[BRIEF]
Put each line of the listing below into a Markdown table with two columns, Row and Line, numbering the rows in order and leaving out blank lines.

[DATA LISTING]
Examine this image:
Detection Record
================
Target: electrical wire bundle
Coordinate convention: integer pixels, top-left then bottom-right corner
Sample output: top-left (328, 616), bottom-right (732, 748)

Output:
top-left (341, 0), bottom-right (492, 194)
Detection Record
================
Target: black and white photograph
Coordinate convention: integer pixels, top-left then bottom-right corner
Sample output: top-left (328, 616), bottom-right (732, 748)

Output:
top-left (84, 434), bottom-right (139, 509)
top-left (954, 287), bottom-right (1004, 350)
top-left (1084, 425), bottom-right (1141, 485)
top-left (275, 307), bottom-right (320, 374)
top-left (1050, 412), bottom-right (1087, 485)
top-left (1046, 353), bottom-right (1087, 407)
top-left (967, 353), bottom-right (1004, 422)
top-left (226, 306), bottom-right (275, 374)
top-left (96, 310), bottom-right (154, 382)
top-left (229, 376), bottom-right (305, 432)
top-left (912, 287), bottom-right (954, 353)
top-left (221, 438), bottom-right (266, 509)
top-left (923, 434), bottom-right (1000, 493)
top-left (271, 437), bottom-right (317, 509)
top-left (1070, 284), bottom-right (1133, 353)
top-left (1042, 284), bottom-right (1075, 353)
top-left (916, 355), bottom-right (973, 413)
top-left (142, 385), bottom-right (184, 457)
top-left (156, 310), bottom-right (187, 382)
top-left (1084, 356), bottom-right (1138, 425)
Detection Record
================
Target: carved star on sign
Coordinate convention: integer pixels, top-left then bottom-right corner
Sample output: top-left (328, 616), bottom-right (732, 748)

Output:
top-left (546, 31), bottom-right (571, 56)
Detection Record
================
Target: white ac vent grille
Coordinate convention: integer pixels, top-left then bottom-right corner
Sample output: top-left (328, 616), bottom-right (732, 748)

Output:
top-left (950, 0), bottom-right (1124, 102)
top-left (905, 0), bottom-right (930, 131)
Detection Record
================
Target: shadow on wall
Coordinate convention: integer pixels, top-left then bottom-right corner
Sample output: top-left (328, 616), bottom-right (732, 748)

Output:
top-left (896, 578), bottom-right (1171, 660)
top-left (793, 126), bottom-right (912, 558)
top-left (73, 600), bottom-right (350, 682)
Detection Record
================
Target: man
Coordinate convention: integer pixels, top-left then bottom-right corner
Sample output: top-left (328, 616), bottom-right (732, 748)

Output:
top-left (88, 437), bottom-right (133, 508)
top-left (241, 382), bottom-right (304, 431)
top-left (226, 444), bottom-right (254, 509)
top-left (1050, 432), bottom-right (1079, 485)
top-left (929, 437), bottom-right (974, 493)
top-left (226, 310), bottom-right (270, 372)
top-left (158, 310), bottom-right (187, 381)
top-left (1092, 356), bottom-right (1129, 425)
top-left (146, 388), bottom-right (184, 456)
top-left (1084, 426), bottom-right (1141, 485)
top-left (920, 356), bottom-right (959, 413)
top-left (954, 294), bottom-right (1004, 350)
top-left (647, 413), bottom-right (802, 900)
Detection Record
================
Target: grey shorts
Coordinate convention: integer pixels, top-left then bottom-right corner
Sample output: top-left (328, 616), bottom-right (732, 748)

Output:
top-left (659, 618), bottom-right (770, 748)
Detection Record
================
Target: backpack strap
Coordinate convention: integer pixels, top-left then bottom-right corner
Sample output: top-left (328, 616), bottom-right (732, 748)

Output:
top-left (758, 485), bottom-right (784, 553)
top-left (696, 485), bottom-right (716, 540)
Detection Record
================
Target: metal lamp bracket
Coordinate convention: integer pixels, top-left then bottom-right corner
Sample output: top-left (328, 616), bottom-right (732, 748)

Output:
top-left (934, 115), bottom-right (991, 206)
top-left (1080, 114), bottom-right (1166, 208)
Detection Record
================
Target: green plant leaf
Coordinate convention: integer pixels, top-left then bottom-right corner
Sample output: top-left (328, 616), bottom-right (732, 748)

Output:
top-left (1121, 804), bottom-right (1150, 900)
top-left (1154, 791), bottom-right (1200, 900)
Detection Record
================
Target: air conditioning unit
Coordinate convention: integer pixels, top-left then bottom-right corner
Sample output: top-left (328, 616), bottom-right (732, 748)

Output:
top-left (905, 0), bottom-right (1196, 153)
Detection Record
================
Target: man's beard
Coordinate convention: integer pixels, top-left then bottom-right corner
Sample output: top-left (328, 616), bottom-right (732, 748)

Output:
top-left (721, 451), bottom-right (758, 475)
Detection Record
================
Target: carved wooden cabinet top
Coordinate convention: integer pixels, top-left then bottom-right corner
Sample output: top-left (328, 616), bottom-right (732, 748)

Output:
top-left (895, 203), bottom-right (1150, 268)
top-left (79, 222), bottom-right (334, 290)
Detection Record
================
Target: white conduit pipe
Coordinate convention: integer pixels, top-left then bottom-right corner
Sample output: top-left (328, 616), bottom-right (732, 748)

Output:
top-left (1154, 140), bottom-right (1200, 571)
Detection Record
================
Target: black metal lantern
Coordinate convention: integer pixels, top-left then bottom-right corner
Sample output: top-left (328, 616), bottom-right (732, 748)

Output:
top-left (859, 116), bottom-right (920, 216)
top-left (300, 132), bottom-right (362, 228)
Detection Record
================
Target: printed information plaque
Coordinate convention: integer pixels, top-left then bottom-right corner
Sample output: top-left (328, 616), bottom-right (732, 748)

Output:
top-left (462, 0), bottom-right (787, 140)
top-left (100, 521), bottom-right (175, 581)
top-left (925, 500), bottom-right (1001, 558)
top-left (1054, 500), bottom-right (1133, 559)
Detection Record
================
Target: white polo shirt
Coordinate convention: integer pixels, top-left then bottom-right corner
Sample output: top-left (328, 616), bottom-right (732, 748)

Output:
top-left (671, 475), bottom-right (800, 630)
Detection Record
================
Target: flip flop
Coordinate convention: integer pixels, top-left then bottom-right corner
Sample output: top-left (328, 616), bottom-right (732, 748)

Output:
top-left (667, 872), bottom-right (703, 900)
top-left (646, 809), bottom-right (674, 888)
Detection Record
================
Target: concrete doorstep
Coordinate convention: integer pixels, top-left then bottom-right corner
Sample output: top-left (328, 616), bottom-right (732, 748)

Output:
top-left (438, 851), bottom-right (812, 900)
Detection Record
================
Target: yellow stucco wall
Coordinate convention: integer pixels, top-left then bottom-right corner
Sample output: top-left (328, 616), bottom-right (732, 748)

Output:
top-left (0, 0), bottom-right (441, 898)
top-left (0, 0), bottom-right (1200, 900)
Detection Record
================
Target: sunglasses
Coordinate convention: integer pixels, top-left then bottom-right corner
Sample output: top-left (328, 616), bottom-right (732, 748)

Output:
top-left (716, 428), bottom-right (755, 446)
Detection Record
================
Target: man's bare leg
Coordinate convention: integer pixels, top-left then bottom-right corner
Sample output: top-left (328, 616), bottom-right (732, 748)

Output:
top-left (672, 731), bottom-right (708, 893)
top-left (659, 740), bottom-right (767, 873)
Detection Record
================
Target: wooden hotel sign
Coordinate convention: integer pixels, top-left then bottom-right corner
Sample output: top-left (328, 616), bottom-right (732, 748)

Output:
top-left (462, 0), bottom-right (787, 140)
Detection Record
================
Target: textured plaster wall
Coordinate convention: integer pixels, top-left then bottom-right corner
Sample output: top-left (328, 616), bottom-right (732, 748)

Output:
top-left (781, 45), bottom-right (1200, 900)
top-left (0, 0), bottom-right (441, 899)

[WORKED SOLUTION]
| Row | Line |
|---|---|
| 1 | Examine this image: |
| 2 | Detection Record |
| 3 | ================ |
| 4 | Target: electrical wire bundle |
| 5 | Coordinate convention: integer pixels, top-left then bottom-right corner |
| 6 | Sample output: top-left (328, 616), bottom-right (732, 748) |
| 7 | Output: |
| 8 | top-left (341, 0), bottom-right (492, 194) |
| 9 | Detection Record |
| 10 | ================ |
| 11 | Target: black and white photograph |
| 12 | Coordinate convention: integer pixels, top-left then bottom-right corner |
| 13 | Sample output: top-left (328, 616), bottom-right (732, 748) |
| 14 | Output: |
| 15 | top-left (84, 434), bottom-right (139, 509) |
| 16 | top-left (954, 287), bottom-right (1004, 350) |
| 17 | top-left (1084, 425), bottom-right (1141, 485) |
| 18 | top-left (275, 307), bottom-right (320, 374) |
| 19 | top-left (1050, 412), bottom-right (1087, 485) |
| 20 | top-left (1046, 353), bottom-right (1087, 407) |
| 21 | top-left (967, 353), bottom-right (1004, 422) |
| 22 | top-left (226, 306), bottom-right (275, 374) |
| 23 | top-left (96, 310), bottom-right (154, 382) |
| 24 | top-left (229, 376), bottom-right (305, 432) |
| 25 | top-left (912, 287), bottom-right (954, 353) |
| 26 | top-left (221, 438), bottom-right (266, 509) |
| 27 | top-left (923, 434), bottom-right (1000, 493) |
| 28 | top-left (271, 437), bottom-right (317, 509) |
| 29 | top-left (1070, 284), bottom-right (1133, 353) |
| 30 | top-left (1042, 284), bottom-right (1075, 353) |
| 31 | top-left (916, 355), bottom-right (973, 413) |
| 32 | top-left (142, 385), bottom-right (184, 457) |
| 33 | top-left (156, 310), bottom-right (187, 382) |
| 34 | top-left (1084, 356), bottom-right (1138, 425) |
| 35 | Detection Record |
| 36 | ================ |
| 37 | Target: carved star on sign |
| 38 | Coordinate convention: integer pixels, top-left then bottom-right corner |
| 39 | Sample output: top-left (328, 616), bottom-right (732, 748) |
| 40 | Output: |
| 41 | top-left (546, 31), bottom-right (571, 56) |
| 42 | Detection Record |
| 43 | ================ |
| 44 | Target: white ac vent grille |
| 45 | Coordinate convention: integer pixels, top-left then bottom-right corner |
| 46 | Sample output: top-left (328, 616), bottom-right (732, 748) |
| 47 | Output: |
| 48 | top-left (950, 0), bottom-right (1124, 102) |
| 49 | top-left (905, 0), bottom-right (930, 131) |
| 50 | Detection Record |
| 51 | ================ |
| 52 | Target: shadow on wall |
| 53 | Coordinate convention: integer pixels, top-left then bottom-right corner |
| 54 | Sample output: top-left (328, 616), bottom-right (732, 748) |
| 55 | Output: |
| 56 | top-left (896, 578), bottom-right (1171, 660) |
| 57 | top-left (793, 126), bottom-right (912, 558) |
| 58 | top-left (73, 600), bottom-right (350, 682) |
| 59 | Detection Record |
| 60 | ================ |
| 61 | Target: man |
| 62 | Coordinate convention: integer pixels, top-left then bottom-right corner |
| 63 | Sample output: top-left (328, 616), bottom-right (732, 748) |
| 64 | Output: |
| 65 | top-left (88, 437), bottom-right (133, 508) |
| 66 | top-left (241, 382), bottom-right (304, 431) |
| 67 | top-left (226, 444), bottom-right (254, 509) |
| 68 | top-left (1050, 432), bottom-right (1079, 485) |
| 69 | top-left (929, 437), bottom-right (974, 493) |
| 70 | top-left (226, 310), bottom-right (270, 372) |
| 71 | top-left (158, 310), bottom-right (187, 381) |
| 72 | top-left (1092, 356), bottom-right (1129, 425) |
| 73 | top-left (146, 388), bottom-right (184, 456) |
| 74 | top-left (1084, 426), bottom-right (1141, 485) |
| 75 | top-left (920, 356), bottom-right (959, 413) |
| 76 | top-left (954, 294), bottom-right (1004, 350) |
| 77 | top-left (647, 413), bottom-right (802, 900) |
| 78 | Detection Record |
| 79 | ================ |
| 80 | Target: grey shorts |
| 81 | Coordinate convention: integer pixels, top-left then bottom-right corner |
| 82 | Sample output: top-left (328, 616), bottom-right (732, 748) |
| 83 | Output: |
| 84 | top-left (659, 618), bottom-right (770, 748) |
| 85 | Detection Record |
| 86 | ================ |
| 87 | Target: backpack strap |
| 88 | Coordinate convention: integer pixels, top-left then bottom-right corner |
| 89 | Sample output: top-left (328, 616), bottom-right (732, 748) |
| 90 | Output: |
| 91 | top-left (758, 485), bottom-right (784, 553) |
| 92 | top-left (696, 485), bottom-right (716, 540) |
| 93 | Detection Record |
| 94 | ================ |
| 95 | Target: metal lamp bracket |
| 96 | Coordinate convention: integer pixels, top-left then bottom-right corner |
| 97 | Sample output: top-left (328, 616), bottom-right (732, 748) |
| 98 | Output: |
| 99 | top-left (934, 115), bottom-right (991, 206) |
| 100 | top-left (1080, 114), bottom-right (1166, 208) |
| 101 | Detection Record |
| 102 | ================ |
| 103 | Target: green plant leaf |
| 104 | Coordinate convention: integer pixels, top-left then bottom-right corner |
| 105 | Sample output: top-left (328, 616), bottom-right (732, 748) |
| 106 | Output: |
| 107 | top-left (1121, 804), bottom-right (1150, 900) |
| 108 | top-left (1154, 791), bottom-right (1200, 900) |
| 109 | Detection Record |
| 110 | ================ |
| 111 | Target: air conditioning unit |
| 112 | Coordinate convention: integer pixels, top-left then bottom-right corner |
| 113 | Sample output: top-left (328, 616), bottom-right (732, 748) |
| 114 | Output: |
| 115 | top-left (905, 0), bottom-right (1196, 153) |
| 116 | Detection Record |
| 117 | ================ |
| 118 | Target: man's beard |
| 119 | Coordinate convention: integer pixels, top-left then bottom-right corner |
| 120 | Sample output: top-left (328, 616), bottom-right (732, 748) |
| 121 | Output: |
| 122 | top-left (721, 451), bottom-right (758, 475) |
| 123 | Detection Record |
| 124 | ================ |
| 125 | Target: carved wooden cabinet top |
| 126 | Coordinate convention: integer pixels, top-left then bottom-right corner |
| 127 | Sample output: top-left (328, 616), bottom-right (732, 748) |
| 128 | Output: |
| 129 | top-left (895, 203), bottom-right (1150, 268) |
| 130 | top-left (79, 222), bottom-right (334, 290) |
| 131 | Detection Record |
| 132 | ================ |
| 133 | Target: white conduit pipe |
| 134 | Coordinate convention: integer pixels, top-left then bottom-right corner |
| 135 | Sample output: top-left (328, 616), bottom-right (732, 748) |
| 136 | Output: |
| 137 | top-left (1154, 140), bottom-right (1200, 571) |
| 138 | Detection Record |
| 139 | ================ |
| 140 | Target: black metal lantern |
| 141 | Coordinate convention: integer pixels, top-left then bottom-right corner |
| 142 | Sample output: top-left (328, 616), bottom-right (732, 748) |
| 143 | Output: |
| 144 | top-left (859, 116), bottom-right (920, 216) |
| 145 | top-left (300, 132), bottom-right (362, 228) |
| 146 | Detection Record |
| 147 | ================ |
| 148 | Target: printed information plaque |
| 149 | Coordinate convention: integer pixels, top-left then bottom-right corner |
| 150 | Sample output: top-left (328, 616), bottom-right (732, 748) |
| 151 | Output: |
| 152 | top-left (462, 0), bottom-right (787, 140) |
| 153 | top-left (100, 521), bottom-right (175, 581) |
| 154 | top-left (925, 500), bottom-right (1001, 558) |
| 155 | top-left (1054, 500), bottom-right (1133, 559) |
| 156 | Detection Record |
| 157 | ================ |
| 158 | Target: white polo shirt |
| 159 | Coordinate convention: integer pixels, top-left then bottom-right corner |
| 160 | Sample output: top-left (328, 616), bottom-right (732, 748) |
| 161 | Output: |
| 162 | top-left (671, 475), bottom-right (800, 630) |
| 163 | Detection Record |
| 164 | ================ |
| 165 | Target: flip flop |
| 166 | Coordinate convention: integer pixels, top-left then bottom-right corner |
| 167 | Sample output: top-left (328, 616), bottom-right (732, 748) |
| 168 | Output: |
| 169 | top-left (667, 872), bottom-right (703, 900) |
| 170 | top-left (646, 809), bottom-right (674, 888) |
| 171 | Detection Record |
| 172 | ================ |
| 173 | Target: concrete doorstep |
| 174 | Coordinate convention: integer pixels, top-left then bottom-right corner |
| 175 | Sample output: top-left (328, 616), bottom-right (732, 748) |
| 176 | Output: |
| 177 | top-left (438, 851), bottom-right (812, 900) |
| 178 | Detection Record |
| 179 | ================ |
| 180 | Target: yellow stucco wall |
| 181 | Coordinate convention: integer pixels, top-left then bottom-right corner |
| 182 | Sample output: top-left (328, 616), bottom-right (732, 748) |
| 183 | Output: |
| 184 | top-left (0, 0), bottom-right (441, 898) |
| 185 | top-left (0, 0), bottom-right (1200, 900) |
| 186 | Detection Record |
| 187 | ================ |
| 188 | Target: sunglasses |
| 189 | Coordinate convention: integer pixels, top-left then bottom-right corner |
| 190 | Sample output: top-left (328, 616), bottom-right (732, 748) |
| 191 | Output: |
| 192 | top-left (716, 428), bottom-right (755, 446) |
| 193 | Detection Record |
| 194 | ================ |
| 195 | Target: man's bare leg |
| 196 | Coordinate convention: integer pixels, top-left then bottom-right corner |
| 197 | Sample output: top-left (328, 616), bottom-right (732, 748) |
| 198 | Output: |
| 199 | top-left (672, 731), bottom-right (708, 893) |
| 200 | top-left (659, 740), bottom-right (767, 873) |
| 201 | Detection Record |
| 202 | ================ |
| 203 | Target: wooden hotel sign |
| 204 | Coordinate convention: integer pixels, top-left then bottom-right corner |
| 205 | Sample output: top-left (328, 616), bottom-right (732, 748) |
| 206 | Output: |
| 207 | top-left (462, 0), bottom-right (787, 140) |
| 208 | Detection Record |
| 209 | ================ |
| 210 | Target: textured plaster wall |
| 211 | Coordinate convention: integer pixels, top-left then bottom-right corner |
| 212 | Sample output: top-left (328, 616), bottom-right (732, 748) |
| 213 | Output: |
| 214 | top-left (781, 45), bottom-right (1200, 900) |
| 215 | top-left (0, 0), bottom-right (441, 899) |